WHAT YOU WILL DO ▸
Reproduce the entries shown below only from the line with "like [(336, 42)]." down to the line with "like [(82, 108)].", keeping both end lines and copying each one exactly.

DATA SUPPLIED ▸
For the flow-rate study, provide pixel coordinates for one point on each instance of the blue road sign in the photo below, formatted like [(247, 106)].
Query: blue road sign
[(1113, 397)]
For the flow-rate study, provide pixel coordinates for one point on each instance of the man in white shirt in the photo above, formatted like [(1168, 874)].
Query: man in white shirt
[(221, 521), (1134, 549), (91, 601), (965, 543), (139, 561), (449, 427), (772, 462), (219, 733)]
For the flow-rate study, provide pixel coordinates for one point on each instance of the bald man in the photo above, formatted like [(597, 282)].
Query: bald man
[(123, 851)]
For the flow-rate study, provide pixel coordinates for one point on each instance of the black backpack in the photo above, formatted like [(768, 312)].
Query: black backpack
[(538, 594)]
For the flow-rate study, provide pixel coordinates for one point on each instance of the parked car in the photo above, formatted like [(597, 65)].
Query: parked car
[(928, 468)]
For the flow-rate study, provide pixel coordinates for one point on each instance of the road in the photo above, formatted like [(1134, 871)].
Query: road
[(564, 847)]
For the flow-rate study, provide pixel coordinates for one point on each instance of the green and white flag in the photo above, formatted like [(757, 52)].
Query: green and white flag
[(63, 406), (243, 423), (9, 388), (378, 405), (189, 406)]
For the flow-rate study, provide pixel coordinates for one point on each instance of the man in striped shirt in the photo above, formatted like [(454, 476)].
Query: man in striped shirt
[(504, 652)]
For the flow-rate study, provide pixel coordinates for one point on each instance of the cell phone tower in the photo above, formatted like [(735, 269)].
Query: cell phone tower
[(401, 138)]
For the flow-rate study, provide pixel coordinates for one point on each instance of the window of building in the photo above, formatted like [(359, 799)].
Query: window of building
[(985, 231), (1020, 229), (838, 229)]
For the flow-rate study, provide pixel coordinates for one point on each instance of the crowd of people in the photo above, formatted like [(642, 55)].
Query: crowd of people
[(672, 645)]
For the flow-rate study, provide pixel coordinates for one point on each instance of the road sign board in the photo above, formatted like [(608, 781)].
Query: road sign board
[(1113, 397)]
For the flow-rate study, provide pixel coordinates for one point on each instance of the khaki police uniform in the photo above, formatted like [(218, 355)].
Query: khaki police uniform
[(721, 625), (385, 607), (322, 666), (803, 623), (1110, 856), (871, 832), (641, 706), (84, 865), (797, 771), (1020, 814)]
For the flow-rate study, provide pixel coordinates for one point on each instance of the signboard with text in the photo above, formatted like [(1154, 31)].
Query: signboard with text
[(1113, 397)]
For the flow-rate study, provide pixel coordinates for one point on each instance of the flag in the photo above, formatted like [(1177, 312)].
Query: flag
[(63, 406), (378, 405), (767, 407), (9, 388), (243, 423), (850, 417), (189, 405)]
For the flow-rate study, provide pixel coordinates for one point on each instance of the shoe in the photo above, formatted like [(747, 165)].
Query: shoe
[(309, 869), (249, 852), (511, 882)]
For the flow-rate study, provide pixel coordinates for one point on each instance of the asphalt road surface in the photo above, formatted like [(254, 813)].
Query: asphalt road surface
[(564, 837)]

--

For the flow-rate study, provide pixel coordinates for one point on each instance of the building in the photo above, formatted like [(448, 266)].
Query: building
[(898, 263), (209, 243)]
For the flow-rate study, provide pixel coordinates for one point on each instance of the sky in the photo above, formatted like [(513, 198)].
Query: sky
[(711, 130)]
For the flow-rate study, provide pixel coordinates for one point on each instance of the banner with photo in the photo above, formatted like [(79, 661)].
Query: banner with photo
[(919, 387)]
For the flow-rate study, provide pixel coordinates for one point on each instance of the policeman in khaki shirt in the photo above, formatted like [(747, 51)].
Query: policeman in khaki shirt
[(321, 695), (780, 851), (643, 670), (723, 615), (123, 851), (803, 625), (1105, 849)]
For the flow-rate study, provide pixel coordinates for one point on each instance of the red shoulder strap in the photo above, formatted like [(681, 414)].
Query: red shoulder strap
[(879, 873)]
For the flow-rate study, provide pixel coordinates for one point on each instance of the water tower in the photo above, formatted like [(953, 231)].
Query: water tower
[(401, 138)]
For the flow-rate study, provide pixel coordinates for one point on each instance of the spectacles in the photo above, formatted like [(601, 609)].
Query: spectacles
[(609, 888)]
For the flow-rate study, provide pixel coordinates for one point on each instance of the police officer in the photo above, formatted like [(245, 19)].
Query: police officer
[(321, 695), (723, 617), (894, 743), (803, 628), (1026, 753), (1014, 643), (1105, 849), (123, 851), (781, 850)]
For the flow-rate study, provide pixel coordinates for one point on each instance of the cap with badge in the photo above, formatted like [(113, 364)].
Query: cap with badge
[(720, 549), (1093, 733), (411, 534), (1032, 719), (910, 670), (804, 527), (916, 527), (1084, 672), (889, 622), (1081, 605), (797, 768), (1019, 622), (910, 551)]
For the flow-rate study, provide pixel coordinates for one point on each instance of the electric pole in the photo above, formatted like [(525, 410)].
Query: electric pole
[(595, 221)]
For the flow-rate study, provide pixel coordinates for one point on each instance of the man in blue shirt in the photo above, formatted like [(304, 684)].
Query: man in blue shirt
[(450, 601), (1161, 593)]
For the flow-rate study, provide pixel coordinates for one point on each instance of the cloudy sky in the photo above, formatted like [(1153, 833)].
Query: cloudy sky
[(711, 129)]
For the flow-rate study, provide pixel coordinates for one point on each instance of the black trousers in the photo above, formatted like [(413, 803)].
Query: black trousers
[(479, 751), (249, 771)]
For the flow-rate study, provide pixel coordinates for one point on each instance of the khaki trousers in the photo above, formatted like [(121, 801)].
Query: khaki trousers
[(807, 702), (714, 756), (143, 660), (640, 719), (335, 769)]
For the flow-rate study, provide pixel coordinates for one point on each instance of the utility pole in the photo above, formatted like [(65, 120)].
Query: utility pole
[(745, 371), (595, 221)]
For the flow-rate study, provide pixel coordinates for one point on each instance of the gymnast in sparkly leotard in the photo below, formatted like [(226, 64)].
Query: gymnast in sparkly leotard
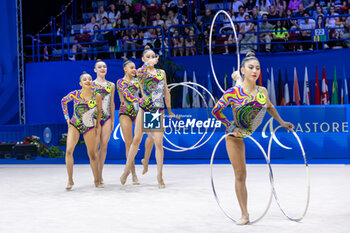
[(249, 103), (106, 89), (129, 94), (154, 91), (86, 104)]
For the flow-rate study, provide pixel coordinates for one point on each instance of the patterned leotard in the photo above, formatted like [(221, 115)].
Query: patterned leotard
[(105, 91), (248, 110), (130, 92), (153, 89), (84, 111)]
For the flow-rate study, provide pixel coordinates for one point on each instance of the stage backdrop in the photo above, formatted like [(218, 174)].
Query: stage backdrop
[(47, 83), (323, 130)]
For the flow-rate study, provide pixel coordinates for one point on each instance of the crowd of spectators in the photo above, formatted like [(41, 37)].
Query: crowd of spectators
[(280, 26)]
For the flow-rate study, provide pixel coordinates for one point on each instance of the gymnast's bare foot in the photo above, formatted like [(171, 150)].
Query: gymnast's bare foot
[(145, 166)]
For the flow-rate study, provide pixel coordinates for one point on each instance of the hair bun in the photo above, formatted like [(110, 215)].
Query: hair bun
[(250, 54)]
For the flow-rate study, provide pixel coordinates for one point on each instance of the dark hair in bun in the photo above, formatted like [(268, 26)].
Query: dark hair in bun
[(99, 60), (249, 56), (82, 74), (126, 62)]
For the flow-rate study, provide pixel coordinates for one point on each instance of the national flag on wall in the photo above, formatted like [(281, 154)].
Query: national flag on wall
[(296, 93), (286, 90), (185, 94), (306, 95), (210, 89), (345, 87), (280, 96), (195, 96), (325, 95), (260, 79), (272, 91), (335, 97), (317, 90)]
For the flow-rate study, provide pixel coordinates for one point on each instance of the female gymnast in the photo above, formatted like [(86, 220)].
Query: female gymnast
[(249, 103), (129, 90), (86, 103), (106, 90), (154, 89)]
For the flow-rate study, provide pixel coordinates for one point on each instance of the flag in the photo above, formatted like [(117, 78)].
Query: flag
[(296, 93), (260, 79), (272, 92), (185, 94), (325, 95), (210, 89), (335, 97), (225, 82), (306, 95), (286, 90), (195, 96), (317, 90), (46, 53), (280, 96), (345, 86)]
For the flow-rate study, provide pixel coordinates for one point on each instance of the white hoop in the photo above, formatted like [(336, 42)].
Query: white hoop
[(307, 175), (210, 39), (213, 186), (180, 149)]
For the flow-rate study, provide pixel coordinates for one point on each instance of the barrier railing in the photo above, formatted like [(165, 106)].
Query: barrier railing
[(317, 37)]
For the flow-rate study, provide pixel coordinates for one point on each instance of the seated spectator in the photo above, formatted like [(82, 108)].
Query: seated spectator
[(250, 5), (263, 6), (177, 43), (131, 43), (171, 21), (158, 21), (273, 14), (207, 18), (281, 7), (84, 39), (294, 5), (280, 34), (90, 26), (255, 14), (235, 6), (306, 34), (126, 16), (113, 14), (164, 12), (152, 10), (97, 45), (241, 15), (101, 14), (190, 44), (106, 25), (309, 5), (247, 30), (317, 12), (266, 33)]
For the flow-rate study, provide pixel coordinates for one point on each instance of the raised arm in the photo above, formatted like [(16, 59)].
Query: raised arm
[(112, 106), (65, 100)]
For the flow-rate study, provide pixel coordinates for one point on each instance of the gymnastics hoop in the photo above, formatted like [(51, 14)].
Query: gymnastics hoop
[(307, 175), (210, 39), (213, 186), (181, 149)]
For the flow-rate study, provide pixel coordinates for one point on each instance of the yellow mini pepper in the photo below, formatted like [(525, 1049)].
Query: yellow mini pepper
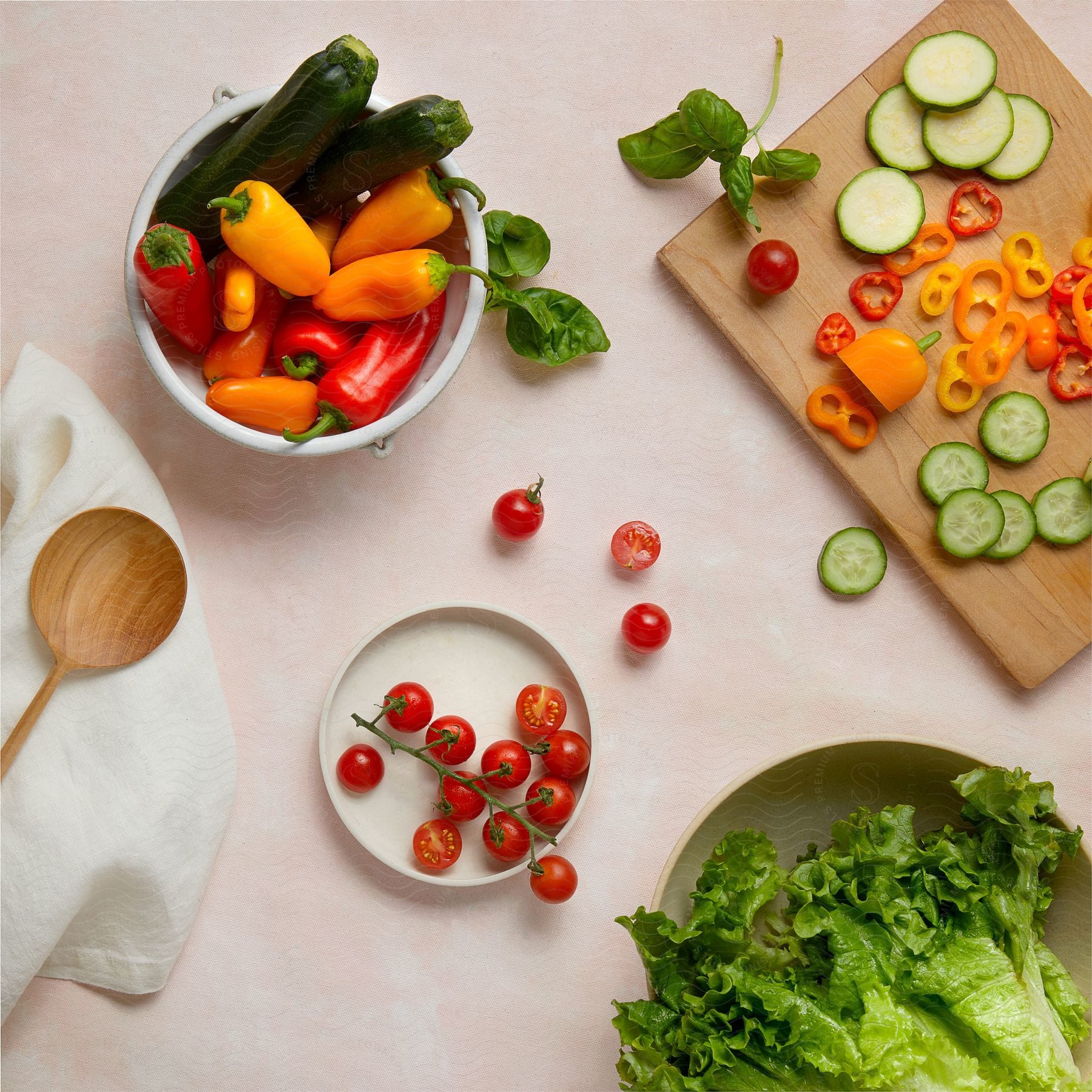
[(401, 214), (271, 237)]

---

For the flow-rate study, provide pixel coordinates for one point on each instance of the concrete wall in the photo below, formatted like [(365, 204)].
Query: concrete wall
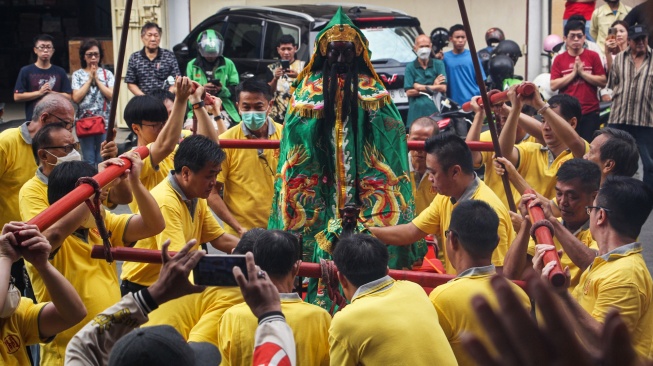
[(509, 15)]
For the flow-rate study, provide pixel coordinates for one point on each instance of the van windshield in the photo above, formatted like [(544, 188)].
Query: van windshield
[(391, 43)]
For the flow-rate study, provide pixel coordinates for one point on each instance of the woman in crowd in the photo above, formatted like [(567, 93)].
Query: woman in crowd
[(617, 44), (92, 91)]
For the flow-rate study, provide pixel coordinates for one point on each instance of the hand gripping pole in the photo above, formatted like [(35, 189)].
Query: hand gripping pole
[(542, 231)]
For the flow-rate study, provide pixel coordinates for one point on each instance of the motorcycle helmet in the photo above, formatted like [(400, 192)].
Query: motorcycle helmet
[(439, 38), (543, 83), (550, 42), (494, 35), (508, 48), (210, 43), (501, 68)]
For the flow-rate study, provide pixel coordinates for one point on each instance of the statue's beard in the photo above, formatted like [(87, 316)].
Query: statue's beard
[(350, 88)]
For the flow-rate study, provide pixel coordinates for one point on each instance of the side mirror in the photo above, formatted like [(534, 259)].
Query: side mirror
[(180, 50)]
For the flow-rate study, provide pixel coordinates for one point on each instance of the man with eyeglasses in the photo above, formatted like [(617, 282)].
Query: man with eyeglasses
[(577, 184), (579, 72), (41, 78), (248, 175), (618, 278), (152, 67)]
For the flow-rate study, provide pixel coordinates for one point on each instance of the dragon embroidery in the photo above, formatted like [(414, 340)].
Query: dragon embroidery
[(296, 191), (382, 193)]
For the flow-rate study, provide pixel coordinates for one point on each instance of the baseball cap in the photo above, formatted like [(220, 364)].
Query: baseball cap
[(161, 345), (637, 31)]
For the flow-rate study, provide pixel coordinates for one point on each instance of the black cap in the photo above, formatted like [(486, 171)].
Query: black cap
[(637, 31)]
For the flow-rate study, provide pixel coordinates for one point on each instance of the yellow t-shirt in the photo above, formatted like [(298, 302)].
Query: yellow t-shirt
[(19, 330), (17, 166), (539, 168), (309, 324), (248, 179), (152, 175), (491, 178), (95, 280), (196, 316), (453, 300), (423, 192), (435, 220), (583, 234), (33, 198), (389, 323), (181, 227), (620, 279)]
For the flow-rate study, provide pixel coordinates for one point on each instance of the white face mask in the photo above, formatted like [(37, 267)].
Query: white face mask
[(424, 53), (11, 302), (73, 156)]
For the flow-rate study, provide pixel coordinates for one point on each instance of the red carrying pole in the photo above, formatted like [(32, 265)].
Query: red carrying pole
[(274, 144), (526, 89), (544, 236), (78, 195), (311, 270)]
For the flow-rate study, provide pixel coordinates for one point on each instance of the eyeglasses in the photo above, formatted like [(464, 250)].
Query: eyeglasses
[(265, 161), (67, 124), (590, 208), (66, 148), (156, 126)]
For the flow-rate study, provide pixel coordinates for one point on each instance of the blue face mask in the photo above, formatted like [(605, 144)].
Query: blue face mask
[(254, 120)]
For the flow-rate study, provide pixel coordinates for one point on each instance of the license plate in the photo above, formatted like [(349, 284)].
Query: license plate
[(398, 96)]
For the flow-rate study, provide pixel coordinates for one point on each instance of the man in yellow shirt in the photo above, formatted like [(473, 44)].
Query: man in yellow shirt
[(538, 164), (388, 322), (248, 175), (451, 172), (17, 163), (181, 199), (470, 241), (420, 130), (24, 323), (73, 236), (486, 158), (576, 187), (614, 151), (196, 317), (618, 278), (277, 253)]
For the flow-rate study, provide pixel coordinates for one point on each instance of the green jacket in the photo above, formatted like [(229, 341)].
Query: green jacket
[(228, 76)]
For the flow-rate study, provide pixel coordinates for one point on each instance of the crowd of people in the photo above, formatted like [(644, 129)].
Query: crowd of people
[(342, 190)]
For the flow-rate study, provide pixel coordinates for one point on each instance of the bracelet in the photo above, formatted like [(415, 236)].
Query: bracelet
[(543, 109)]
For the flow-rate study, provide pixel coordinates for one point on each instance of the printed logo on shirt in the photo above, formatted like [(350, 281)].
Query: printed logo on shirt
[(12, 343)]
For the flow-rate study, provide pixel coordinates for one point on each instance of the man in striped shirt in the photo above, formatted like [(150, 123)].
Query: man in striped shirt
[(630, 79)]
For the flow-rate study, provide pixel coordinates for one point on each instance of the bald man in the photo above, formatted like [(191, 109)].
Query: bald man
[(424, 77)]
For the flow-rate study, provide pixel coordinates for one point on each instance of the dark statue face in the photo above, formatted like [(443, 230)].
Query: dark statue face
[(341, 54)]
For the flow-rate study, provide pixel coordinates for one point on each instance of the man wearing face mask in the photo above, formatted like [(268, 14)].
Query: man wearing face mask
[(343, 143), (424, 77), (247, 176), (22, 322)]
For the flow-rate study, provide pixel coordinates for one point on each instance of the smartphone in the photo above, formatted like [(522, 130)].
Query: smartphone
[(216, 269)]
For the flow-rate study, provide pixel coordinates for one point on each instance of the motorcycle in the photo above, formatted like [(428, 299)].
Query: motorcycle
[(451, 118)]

EXERCISE SOLUTION ▸
For the flow-rate study, provide pixel coordinates for one point on each instance of the white hoop in the photo above, formatted like [(336, 42)].
Query: white hoop
[(307, 175), (210, 39), (213, 186), (180, 149)]
For the flow-rate study, provide pixel coordinates for one point on each instance of the barrier railing in the photo above, formatted like [(165, 106)].
Query: barrier railing
[(317, 37)]
For the flow-rate study, provide pixel coordinates for one point on each instance of the seated spectator in the photo above, formatted like [(82, 108)].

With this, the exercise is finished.